==== Data rows ====

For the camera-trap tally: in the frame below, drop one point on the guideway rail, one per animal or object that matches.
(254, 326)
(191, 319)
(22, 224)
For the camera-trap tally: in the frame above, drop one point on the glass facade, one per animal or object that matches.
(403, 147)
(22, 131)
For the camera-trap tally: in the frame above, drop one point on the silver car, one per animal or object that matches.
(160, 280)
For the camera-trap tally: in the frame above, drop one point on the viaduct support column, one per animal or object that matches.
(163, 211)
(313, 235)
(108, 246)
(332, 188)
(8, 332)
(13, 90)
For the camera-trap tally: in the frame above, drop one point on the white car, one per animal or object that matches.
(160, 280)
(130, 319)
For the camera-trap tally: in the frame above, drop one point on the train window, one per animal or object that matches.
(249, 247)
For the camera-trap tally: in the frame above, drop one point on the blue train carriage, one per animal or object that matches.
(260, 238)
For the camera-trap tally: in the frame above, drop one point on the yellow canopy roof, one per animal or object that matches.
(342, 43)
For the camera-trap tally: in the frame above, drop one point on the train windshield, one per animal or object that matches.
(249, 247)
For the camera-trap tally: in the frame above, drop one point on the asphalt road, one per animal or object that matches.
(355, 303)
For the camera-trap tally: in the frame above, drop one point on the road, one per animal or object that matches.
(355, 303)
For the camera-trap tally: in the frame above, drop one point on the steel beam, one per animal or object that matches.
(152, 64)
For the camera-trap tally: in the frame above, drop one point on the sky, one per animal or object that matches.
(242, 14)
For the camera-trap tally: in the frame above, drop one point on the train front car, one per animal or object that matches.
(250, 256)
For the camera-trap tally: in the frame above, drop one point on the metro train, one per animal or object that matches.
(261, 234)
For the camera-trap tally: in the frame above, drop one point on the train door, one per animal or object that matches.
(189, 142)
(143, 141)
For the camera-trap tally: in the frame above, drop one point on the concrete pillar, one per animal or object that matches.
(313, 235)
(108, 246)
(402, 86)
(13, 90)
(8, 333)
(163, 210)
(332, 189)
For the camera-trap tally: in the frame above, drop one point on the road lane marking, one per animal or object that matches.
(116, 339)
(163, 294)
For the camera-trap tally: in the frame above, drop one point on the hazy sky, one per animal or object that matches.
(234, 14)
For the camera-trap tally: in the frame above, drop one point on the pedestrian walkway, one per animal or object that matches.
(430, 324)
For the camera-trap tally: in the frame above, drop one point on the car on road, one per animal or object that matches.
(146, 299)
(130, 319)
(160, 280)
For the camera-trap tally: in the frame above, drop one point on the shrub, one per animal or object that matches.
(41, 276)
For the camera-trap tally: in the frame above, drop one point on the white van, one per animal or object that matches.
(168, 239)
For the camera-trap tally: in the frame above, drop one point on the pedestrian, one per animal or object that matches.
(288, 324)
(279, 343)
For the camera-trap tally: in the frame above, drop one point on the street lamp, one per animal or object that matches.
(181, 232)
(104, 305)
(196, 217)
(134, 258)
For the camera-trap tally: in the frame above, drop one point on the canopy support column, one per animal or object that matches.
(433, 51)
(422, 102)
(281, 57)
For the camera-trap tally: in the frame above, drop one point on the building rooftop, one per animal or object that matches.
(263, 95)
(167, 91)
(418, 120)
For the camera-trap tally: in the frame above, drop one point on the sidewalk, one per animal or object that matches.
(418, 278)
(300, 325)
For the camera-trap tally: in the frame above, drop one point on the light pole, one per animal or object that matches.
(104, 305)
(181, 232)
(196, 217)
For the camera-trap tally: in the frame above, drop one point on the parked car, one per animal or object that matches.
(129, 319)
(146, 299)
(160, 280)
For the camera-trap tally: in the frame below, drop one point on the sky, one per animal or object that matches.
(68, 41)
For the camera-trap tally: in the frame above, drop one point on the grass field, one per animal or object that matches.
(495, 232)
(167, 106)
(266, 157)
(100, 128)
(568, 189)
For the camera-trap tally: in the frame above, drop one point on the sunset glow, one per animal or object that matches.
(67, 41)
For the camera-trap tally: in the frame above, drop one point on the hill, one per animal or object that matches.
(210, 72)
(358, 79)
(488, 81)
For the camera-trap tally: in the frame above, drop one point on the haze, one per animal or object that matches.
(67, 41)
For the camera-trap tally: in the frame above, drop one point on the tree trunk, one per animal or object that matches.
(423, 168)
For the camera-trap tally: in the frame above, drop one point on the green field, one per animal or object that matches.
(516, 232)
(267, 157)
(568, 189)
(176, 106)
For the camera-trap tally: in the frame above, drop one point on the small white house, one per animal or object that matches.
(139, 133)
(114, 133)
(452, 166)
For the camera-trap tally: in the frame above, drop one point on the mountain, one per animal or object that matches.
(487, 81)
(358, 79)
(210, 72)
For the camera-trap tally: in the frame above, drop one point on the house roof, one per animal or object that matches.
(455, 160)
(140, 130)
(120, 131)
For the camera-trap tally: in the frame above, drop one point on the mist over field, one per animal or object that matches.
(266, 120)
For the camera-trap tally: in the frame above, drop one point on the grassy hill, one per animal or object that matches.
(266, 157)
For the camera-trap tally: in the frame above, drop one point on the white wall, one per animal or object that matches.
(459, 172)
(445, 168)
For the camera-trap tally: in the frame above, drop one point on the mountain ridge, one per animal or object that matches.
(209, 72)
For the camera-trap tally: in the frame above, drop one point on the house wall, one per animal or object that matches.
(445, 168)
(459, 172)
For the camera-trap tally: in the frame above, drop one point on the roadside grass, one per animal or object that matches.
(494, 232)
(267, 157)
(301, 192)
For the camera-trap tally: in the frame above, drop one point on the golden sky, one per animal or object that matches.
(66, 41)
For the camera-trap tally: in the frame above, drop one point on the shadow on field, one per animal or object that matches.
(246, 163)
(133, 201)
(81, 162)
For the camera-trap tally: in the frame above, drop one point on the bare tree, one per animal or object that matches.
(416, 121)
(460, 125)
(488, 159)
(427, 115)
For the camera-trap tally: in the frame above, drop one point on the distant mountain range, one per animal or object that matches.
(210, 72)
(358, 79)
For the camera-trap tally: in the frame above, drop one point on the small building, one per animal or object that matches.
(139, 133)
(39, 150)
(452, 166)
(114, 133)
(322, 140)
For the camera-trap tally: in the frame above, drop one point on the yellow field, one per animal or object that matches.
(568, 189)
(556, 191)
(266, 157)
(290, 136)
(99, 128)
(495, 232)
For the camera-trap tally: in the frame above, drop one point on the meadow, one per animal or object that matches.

====

=== Problem to solve ===
Copy out the lines from the line containing "house roof, one" to the end of the listing above, without alteration.

=== Solution for this exercise ===
For the camera-trap tally: in the frame above, drop one point on the house roof, one per animal or object that matches.
(455, 160)
(140, 130)
(120, 131)
For the camera-trap tally: in the frame above, drop one point on the mist over field, one per animal or object that matches.
(266, 120)
For the camera-trap tally: in the frame above, drop one point on the grassy hill, one per animal or object that matches.
(266, 157)
For the camera-trap tally: in the frame above, drop one point on the white wall, one per animal or object that matches.
(459, 172)
(445, 168)
For the camera-trap tally: in the frame above, drop one point on the mountain ridge, one per animal or object that matches.
(209, 72)
For the camera-trap tally: in the frame above, drop one point on the house wall, one per animal or object that matches.
(445, 168)
(459, 172)
For the camera-trap tally: in the frame above, drop one point on the roadside grass, one per animal or object that matches.
(494, 232)
(267, 157)
(301, 192)
For the camera-trap tally: in the frame above, drop one point on the golden sky, one per animal or object that matches.
(66, 41)
For the camera-trap tally: in the frame above, drop one point on the shadow on field, one per animal or object that matches.
(246, 163)
(133, 201)
(81, 162)
For the camera-trap tally: in the frame above, drop one point on the bare tree, one per animal or object that matches.
(416, 121)
(460, 125)
(488, 159)
(427, 115)
For the camera-trap tally: in the frame above, drop one point on the distant mountain range, one per animal or object that matches.
(210, 72)
(358, 79)
For the camera-trap tally: in the frame above, drop one point on the small building, one per animal or object that matches.
(139, 133)
(39, 150)
(452, 166)
(114, 133)
(322, 140)
For the camera-trap tally: in the frame above, drop one point on the yellow field, one per animal or object that matches.
(568, 189)
(556, 191)
(266, 157)
(290, 136)
(99, 128)
(495, 232)
For the camera-trap tally: in the frame above, drop one point on the meadow, one per animal or object that matches.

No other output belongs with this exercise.